**The task**
In every item, switch each "ocean" to "sea" and reproduce the lines with nothing else altered. Leave the pictures out.

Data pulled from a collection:
^^^^
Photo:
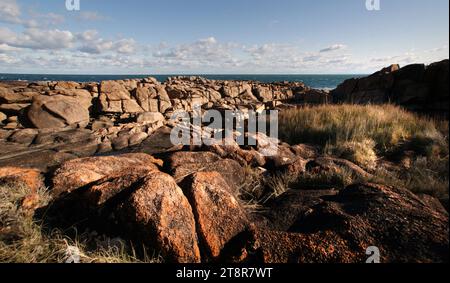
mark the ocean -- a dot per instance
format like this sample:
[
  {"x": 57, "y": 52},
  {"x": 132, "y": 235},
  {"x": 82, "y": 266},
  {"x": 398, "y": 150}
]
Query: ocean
[{"x": 314, "y": 81}]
^^^^
**Reply**
Photo:
mark the sea -- a dot per instance
format like this sample:
[
  {"x": 57, "y": 52},
  {"x": 132, "y": 235},
  {"x": 82, "y": 266},
  {"x": 398, "y": 150}
]
Query: sea
[{"x": 314, "y": 81}]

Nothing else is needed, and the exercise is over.